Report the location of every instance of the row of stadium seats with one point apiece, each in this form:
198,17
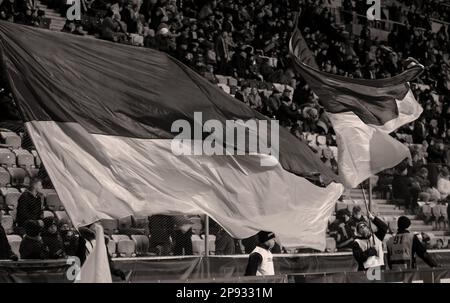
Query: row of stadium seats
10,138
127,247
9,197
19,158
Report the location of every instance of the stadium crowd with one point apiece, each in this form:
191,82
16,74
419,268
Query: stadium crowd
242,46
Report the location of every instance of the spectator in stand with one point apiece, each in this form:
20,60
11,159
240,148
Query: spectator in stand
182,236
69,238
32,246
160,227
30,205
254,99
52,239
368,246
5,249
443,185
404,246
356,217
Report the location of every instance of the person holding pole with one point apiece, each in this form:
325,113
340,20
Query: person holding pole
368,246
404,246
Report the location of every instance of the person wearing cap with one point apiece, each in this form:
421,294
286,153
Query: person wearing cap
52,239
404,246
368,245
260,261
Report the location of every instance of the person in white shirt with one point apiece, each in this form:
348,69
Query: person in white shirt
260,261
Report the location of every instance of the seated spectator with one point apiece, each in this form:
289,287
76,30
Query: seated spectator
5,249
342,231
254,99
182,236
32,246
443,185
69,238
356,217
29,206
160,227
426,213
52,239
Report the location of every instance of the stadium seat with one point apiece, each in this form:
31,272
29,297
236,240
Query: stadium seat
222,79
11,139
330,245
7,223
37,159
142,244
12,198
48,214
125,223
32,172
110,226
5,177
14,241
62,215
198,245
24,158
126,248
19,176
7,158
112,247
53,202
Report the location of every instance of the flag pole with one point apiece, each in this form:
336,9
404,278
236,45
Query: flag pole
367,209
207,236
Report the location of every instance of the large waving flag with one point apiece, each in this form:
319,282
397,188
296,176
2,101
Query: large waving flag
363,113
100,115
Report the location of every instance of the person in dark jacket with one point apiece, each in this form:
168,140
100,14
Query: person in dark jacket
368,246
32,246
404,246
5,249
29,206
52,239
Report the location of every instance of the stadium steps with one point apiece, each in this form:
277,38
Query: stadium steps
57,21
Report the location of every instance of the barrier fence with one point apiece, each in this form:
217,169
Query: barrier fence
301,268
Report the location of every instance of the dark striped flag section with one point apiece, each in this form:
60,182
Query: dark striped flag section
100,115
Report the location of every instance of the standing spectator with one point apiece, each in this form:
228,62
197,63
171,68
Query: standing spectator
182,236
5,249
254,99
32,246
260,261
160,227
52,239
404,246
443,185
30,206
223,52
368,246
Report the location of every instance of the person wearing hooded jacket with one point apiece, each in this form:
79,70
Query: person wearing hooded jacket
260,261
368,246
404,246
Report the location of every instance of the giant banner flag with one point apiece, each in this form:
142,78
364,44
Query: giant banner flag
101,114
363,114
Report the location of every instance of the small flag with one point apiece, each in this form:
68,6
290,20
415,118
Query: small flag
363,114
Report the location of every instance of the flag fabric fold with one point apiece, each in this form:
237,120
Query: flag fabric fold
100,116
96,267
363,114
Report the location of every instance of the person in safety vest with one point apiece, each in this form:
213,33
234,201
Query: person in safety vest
◇ ◇ ◇ ◇ ◇
• ACTIVITY
Find the lines in the data that include "safety", then copy each of them.

• RESULT OF THE EXERCISE
Report the location of every instance of the person in safety vest with one point apiece, each in this form:
Query: person in safety vest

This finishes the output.